-- Opening Marker --

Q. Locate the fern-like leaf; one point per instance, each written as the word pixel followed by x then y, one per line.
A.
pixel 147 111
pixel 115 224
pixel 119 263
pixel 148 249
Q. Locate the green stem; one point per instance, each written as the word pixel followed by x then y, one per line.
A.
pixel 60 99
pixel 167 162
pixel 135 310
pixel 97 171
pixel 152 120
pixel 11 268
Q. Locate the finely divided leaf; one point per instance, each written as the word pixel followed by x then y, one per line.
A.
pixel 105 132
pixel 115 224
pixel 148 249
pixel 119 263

-- Closing Marker --
-- Opening Marker --

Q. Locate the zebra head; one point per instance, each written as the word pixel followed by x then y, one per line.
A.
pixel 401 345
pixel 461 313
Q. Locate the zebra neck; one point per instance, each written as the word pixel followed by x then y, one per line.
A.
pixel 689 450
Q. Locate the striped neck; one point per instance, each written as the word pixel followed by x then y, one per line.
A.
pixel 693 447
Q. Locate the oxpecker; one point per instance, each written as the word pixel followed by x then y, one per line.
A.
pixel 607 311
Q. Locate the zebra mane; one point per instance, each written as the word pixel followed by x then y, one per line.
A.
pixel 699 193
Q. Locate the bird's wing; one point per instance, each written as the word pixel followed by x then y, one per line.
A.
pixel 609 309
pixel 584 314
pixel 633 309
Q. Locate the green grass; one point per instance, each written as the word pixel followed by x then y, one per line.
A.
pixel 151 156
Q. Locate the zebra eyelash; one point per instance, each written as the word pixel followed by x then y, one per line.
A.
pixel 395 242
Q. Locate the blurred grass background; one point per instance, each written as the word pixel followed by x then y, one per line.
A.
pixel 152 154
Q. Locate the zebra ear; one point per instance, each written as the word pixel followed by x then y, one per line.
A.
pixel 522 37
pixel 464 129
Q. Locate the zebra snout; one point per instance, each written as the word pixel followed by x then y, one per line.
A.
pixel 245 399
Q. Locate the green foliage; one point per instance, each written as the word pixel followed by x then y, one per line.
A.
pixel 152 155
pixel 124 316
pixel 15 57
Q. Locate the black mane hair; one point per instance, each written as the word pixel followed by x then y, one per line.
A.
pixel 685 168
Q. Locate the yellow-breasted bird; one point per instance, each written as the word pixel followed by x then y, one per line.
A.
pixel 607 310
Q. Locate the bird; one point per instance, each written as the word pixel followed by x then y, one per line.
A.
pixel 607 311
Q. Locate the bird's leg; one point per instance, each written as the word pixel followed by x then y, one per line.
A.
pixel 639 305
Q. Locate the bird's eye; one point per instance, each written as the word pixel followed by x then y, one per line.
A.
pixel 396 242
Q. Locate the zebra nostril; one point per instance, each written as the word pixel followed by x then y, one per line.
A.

-- Closing Marker --
-- Opening Marker --

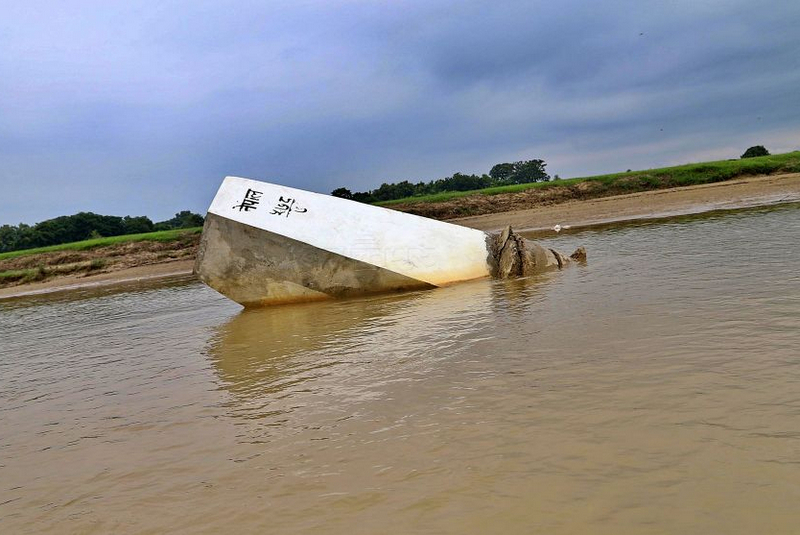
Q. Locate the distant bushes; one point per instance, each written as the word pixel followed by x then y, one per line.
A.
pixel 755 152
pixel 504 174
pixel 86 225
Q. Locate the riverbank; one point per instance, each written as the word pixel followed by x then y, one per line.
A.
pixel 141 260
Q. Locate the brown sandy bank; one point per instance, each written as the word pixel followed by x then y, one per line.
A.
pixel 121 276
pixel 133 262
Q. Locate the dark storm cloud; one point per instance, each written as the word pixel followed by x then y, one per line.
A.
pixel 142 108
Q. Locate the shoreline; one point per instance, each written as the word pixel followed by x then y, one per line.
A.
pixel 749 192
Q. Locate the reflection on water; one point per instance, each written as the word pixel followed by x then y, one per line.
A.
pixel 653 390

-- Closing Marker --

• [Assignment]:
When a line holds the string "leaf", pull it out of the listing.

• [Solution for this task]:
Q. Locate the fern-like leaf; one point per instance, each written as the word pixel followed by x then y, one per line.
Q. Locate the finely divided leaf; one point per instance, each written as the word pixel followed by x then y, one per line.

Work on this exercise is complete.